ESB dumps asbestos on Co Longford housing estate
Tangle of lies, half truths and deceptions - residents
By Roisín de Rossa
People in the little Shannonside village of Lanesborough, Co
Longford, are living in fear - great fear. Just before Christmas the
residents of Church View saw men in white `space suits' sweeping
directly outside their houses - apparently cleaning up, or sweeping
up samples to test for asbestos. The residents themselves didn't have
any white suits.
All last summer the residents had seen lorries going down to the open
ground just beside the houses, bringing earth to the building site on
which new houses were still under construction.
The earth went to the wasteground around the building site where the
kids play, and in place of top soil for the gardens of the new
houses, which are since occupied.
Willie Murray and his family, who lived across the road at the time,
moved into one of these new houses. ``Little did I know that these
lorries I saw going by every day were filled with earth which had
asbestos in it.'' Nor, say the ESB, did they know, though the earth
was being moved out of their own power station.

◆ EXERCISE SET ◆
1) In the Lanesborough asbestos article, where did Willie Murray and his family live before they moved into one of the new houses?
2) Resume the Lanesborough asbestos article and continue it from the point where it stops.
The data after this article is separate material.

◆ DATA PROVIDED ◆
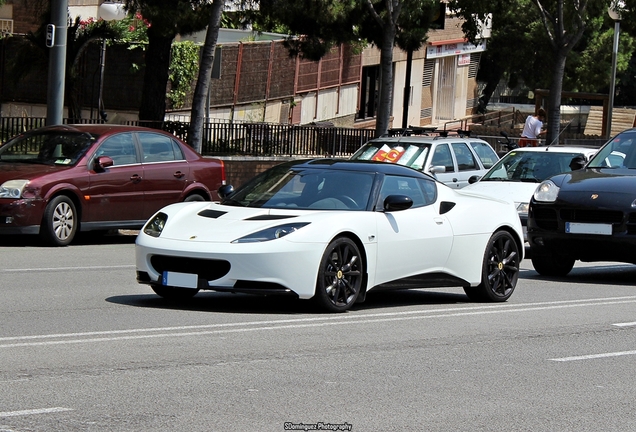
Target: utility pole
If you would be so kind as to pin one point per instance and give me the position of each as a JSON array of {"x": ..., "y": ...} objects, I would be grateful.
[{"x": 56, "y": 40}]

◆ ANSWERS TO THE EXERCISE ◆
1) They lived across the road.

2)
Now in the pub it's: ``Ah here they are from Asbestos City... how's it
at Hazardous Heights? Don't get too close - you might light up!''
``Maybe it's funny, but its scary,'' says Willie. ``Asbestos kills
people.''
According to Michael Kelly, spokesperson for the Lanesborough ESB,
last April or May the ESB had contractors in to install a new
oil-interceptor tank beside the Shannon at the power station, and
whilst the contractor was excavating earth an ESB worker, whom
Michael Kelly says is no longer working with the ESB, came by,
observed asbestos, and reported it.
Six months later, on 27 October, the ESB ``became aware'' that
asbestos ``had left'' the power station. Two weeks later, on 9
November, the open ground beside Church View was sealed off, with
round-the-clock security, after quantities of asbestos ``were
discovered''.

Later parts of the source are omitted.